Object pointing data rows
* * * *
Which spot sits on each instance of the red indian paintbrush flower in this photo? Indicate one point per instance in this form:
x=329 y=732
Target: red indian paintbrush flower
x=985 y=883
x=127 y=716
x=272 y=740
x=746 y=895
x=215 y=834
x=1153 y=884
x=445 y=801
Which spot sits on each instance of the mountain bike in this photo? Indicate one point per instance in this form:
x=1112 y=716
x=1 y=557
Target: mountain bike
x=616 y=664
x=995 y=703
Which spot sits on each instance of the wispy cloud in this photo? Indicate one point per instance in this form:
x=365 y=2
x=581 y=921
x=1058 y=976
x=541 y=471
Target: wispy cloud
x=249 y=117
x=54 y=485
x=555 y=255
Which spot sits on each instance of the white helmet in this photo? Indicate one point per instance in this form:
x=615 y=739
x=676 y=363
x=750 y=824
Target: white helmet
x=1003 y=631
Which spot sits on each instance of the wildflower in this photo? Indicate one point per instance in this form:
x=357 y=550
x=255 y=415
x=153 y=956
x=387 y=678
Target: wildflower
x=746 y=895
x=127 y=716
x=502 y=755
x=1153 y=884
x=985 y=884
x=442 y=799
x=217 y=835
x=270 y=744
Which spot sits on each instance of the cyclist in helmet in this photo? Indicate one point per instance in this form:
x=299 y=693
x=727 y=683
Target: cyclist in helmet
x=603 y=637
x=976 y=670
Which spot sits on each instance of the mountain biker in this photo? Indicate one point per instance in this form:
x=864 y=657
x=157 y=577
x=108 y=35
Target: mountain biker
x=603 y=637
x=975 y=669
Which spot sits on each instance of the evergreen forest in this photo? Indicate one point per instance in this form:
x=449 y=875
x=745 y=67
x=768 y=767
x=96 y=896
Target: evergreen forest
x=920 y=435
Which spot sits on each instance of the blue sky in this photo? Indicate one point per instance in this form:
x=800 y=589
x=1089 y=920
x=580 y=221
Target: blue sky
* * * *
• _What you need to do_: Return the lines of the data above, starting at the line containing "Which spot sits on each instance of the wildflower" and ending at the line containing "x=976 y=670", exactly as they appear.

• _The reply_:
Which spot sits on each instance of the wildflower in this photo? Indicate one point per instance in this form:
x=357 y=550
x=255 y=415
x=153 y=956
x=387 y=678
Target: wildflower
x=746 y=895
x=127 y=716
x=502 y=755
x=1153 y=884
x=985 y=884
x=442 y=799
x=217 y=835
x=270 y=744
Which spot sits on each instance of the cyclist in helmet in this photo? Indicate one point per instance in this form:
x=299 y=693
x=727 y=683
Target: cyclist in helmet
x=603 y=637
x=976 y=670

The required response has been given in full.